* Problem statement: The entries that follow should be written out exactly.

* Natural language region descriptions:
——

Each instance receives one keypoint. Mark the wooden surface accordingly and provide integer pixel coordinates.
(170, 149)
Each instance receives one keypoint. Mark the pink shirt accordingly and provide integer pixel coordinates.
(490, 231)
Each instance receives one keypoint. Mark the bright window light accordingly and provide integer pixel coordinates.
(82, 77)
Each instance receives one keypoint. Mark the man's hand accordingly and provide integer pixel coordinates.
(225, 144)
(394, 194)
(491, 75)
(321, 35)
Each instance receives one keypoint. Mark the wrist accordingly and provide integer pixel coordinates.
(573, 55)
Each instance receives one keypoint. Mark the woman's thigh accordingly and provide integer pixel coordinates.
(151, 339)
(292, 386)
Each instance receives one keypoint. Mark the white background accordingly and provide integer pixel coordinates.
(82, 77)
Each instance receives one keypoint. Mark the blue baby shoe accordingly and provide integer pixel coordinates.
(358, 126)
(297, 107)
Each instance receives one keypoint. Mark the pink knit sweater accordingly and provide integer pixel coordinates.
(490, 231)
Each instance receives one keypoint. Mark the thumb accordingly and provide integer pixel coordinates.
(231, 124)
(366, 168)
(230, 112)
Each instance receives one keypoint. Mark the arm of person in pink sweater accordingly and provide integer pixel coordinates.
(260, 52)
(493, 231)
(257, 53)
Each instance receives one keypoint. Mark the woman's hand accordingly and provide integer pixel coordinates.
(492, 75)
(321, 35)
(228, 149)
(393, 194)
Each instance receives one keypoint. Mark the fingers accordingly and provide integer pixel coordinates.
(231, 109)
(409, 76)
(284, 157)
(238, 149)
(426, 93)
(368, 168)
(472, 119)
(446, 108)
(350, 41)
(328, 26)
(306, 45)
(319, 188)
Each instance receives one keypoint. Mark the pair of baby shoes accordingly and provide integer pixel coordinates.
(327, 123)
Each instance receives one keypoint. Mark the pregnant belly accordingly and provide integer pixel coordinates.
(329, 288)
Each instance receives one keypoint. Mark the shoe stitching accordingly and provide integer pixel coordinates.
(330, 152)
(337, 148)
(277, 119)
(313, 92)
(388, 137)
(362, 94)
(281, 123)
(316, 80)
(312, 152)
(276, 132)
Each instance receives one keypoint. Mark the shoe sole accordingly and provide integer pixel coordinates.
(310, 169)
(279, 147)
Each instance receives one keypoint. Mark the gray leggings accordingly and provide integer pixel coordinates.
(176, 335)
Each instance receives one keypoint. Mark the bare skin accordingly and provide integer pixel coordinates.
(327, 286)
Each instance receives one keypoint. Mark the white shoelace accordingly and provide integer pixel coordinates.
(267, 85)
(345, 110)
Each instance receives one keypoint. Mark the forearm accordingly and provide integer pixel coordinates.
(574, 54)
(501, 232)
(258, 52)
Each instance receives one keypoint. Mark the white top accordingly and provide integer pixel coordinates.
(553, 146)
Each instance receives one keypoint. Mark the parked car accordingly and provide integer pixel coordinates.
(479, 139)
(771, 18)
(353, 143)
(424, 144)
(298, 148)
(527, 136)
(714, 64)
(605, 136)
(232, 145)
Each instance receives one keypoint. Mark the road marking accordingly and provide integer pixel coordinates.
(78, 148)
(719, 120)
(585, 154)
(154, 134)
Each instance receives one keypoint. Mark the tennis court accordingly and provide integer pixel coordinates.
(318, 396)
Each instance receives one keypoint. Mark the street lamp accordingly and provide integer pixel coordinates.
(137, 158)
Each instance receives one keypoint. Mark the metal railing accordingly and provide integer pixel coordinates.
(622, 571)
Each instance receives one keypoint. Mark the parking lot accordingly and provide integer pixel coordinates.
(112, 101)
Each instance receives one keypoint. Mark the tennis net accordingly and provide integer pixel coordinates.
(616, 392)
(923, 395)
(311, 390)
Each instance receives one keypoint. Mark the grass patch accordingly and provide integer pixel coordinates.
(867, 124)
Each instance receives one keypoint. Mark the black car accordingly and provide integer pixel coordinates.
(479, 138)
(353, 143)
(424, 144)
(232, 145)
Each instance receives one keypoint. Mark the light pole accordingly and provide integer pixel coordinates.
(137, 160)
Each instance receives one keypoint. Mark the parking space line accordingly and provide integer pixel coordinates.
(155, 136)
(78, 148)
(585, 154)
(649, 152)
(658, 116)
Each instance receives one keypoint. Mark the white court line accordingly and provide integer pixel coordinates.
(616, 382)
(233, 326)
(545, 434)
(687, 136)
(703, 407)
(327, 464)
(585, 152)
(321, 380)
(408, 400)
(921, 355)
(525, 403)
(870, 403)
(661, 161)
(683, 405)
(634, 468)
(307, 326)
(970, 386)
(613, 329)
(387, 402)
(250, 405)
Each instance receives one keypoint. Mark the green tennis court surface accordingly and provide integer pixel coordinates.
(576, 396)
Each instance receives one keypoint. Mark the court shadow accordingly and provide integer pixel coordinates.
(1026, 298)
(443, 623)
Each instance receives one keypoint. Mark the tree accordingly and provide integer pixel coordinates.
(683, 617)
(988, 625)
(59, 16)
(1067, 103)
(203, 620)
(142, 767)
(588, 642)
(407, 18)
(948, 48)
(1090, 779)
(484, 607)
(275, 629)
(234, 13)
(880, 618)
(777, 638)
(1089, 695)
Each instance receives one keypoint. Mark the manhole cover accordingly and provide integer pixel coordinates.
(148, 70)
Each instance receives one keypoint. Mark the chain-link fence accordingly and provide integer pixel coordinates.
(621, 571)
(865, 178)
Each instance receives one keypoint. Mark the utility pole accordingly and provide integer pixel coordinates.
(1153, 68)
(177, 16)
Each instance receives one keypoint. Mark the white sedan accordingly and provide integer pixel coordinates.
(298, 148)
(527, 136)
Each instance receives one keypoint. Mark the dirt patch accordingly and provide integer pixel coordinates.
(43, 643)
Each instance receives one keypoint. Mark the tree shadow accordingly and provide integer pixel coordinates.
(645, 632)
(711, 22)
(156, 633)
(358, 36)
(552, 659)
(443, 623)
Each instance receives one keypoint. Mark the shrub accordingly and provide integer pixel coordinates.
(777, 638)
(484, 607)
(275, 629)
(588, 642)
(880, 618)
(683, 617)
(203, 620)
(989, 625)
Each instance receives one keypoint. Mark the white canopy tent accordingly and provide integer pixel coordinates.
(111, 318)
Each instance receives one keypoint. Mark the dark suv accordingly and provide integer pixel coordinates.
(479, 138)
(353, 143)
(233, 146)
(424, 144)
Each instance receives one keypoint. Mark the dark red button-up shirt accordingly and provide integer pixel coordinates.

——

* Result for this exercise:
Each instance receives one keypoint. Mark the wooden surface accordingly and provide integer pixel coordinates.
(170, 149)
Each instance receives one keypoint. Mark the pink shirt accordingly and provide integer pixel coordinates.
(490, 231)
Each instance receives one keypoint. Mark the bright window light accordingly and provide integer pixel coordinates.
(82, 77)
Each instance receives one keypoint. Mark the man's hand accordingly and provide integer pixel coordinates.
(225, 144)
(394, 194)
(491, 75)
(321, 35)
Each instance receives one keypoint. Mark the wrist accordingly and provide integer pixel coordinates.
(573, 55)
Each instance receives one keypoint. Mark the woman's thigh accordingly and provide integer pixel coordinates.
(151, 339)
(292, 386)
Each instance receives one keypoint. Mark the white background accordingly and provide integer pixel coordinates.
(82, 77)
Each instance receives one keypoint. Mark the blue baby shoe accordingly and provide integer pixel coordinates.
(358, 126)
(297, 107)
Each instance receives one keypoint. Mark the pink knit sweater accordingly and provide integer pixel coordinates.
(490, 231)
Each instance receives one keypoint. Mark the thumb accordingly and provide integer pixel coordinates.
(231, 124)
(366, 168)
(230, 112)
Each instance receives one keypoint. Mark the arm of person in pink sweater accordingly and provide integer pixel coordinates.
(260, 52)
(493, 231)
(257, 53)
Each instance receives one keypoint. Mark the woman's hand accordingly and provide integer pixel coordinates.
(492, 75)
(321, 35)
(228, 149)
(393, 194)
Each instance receives one keypoint. Mark the fingers accordingly and provide integer pixel coordinates.
(231, 109)
(409, 76)
(284, 157)
(238, 149)
(426, 93)
(368, 168)
(472, 119)
(446, 108)
(350, 41)
(328, 26)
(306, 45)
(319, 188)
Each instance receives one keypoint. Mark the pair of baby shoes accordingly and provide integer pixel coordinates.
(327, 123)
Each instance receives one keypoint. Mark the pregnant belly accordingly and provide integer pixel coordinates.
(329, 288)
Each instance receives one keypoint. Mark the shoe stitching accordingly and provide integer pixel coordinates.
(330, 152)
(337, 148)
(277, 119)
(313, 92)
(388, 137)
(362, 94)
(281, 123)
(316, 80)
(312, 152)
(276, 132)
Each instance receives one keypoint. Mark the shoe sole accordingly and provide integer pixel coordinates.
(310, 169)
(279, 147)
Each instance receives one keypoint. Mark the gray leggings accordingly and provide integer pixel coordinates.
(176, 335)
Each instance receives one keypoint. Mark the bare skin accordingly and provide integer pixel coordinates.
(327, 286)
Each instance receives one keypoint. Mark the white shoelace accordingly and provide integer pixel coordinates.
(267, 85)
(345, 110)
Each instance receives one keypoint. Mark the forearm accordingly and provide integer pixel coordinates.
(574, 54)
(501, 232)
(258, 52)
Each instance receives one keypoint. Mark the white top accordingly and provide integer pixel coordinates.
(553, 146)
Each instance receives one keypoint. Mark the parked car accordingly and provide integer pixel coordinates.
(479, 139)
(771, 18)
(353, 143)
(424, 144)
(298, 148)
(527, 136)
(714, 64)
(605, 136)
(232, 145)
Each instance receives one keypoint. Mark the road marking accordingly and provide integer pixel coordinates.
(78, 148)
(719, 120)
(585, 154)
(154, 134)
Each instance receives one keypoint. Mark the tennis court accordingly and provide integer pixel coordinates.
(318, 396)
Each instance receives one keypoint. Mark the street lamp accordingly and provide integer pixel coordinates.
(137, 158)
Each instance receives one keypoint. Mark the metal railing accordingly and provide integer pixel coordinates.
(622, 571)
Each instance receives one keypoint. Mark the parking lot accordingly and provide integer pixel coordinates.
(112, 101)
Each instance receives one keypoint. Mark the tennis net accordingly and provide integer pixel coordinates.
(616, 392)
(923, 395)
(311, 390)
Each instance receives one keypoint. Mark the grass patch accordingly and provide integer pixel coordinates.
(867, 124)
Each instance receives one keypoint. Mark the black car accordingly and provide integer pixel coordinates.
(479, 138)
(353, 143)
(424, 144)
(232, 145)
Each instance receives one keypoint. Mark the light pole accordingly and provide integer pixel coordinates.
(137, 160)
Each instance receives one keypoint. Mark the parking space line accordingly and provide integer pixel coordinates.
(155, 136)
(78, 148)
(585, 154)
(649, 152)
(658, 116)
Each instance receives one keypoint. Mark the white court line accordingly and provide integer pixel coordinates.
(616, 382)
(233, 326)
(545, 434)
(687, 136)
(703, 407)
(327, 464)
(585, 152)
(321, 380)
(408, 400)
(921, 355)
(525, 403)
(870, 403)
(661, 161)
(683, 405)
(634, 468)
(307, 326)
(970, 386)
(613, 329)
(387, 402)
(250, 405)
Each instance receives one keypoint. Mark the green tennis court surface accordingly and provide integer pixel coordinates.
(576, 396)
Each instance receives one keypoint. Mark the court shadow accordingly and provide integer pixel coordinates.
(1026, 298)
(443, 623)
Each instance receives one keypoint. Mark the tree accordingly and provide integer pixel coordinates.
(683, 617)
(988, 625)
(59, 16)
(1067, 103)
(203, 620)
(142, 767)
(588, 642)
(407, 18)
(948, 48)
(1090, 779)
(484, 607)
(275, 629)
(234, 13)
(880, 618)
(777, 638)
(1089, 695)
Each instance receives one keypoint. Mark the manhole cover accordingly and provide integer pixel coordinates.
(148, 70)
Each instance receives one keypoint. Mark the chain-link fence accordingly and provide integer pixel coordinates.
(621, 571)
(865, 178)
Each instance receives one keypoint. Mark the utility pole accordingly and provide integer pixel coordinates.
(1153, 68)
(177, 16)
Each instance receives one keypoint. Mark the white sedan accordingly and provide integer pixel coordinates.
(298, 148)
(527, 136)
Each instance receives one keypoint. Mark the dirt patch accordingly and provide integer pixel coordinates.
(43, 643)
Each instance receives one keypoint. Mark the tree shadow accordingly and provide integer pixel coordinates.
(645, 632)
(711, 22)
(156, 633)
(358, 36)
(552, 659)
(443, 623)
Each instance receives one keypoint. Mark the shrub accordingly and provide integer pixel coordinates.
(777, 638)
(484, 607)
(275, 629)
(588, 642)
(880, 618)
(683, 617)
(203, 620)
(989, 625)
Each instance receives one keypoint. Mark the white canopy tent accordingly and provide integer pixel coordinates.
(111, 318)
Each instance receives one keypoint. Mark the dark suv accordingly and provide integer pixel coordinates.
(479, 138)
(353, 143)
(233, 146)
(424, 144)
Each instance receives one keypoint. Mark the dark red button-up shirt accordingly and provide integer pixel coordinates.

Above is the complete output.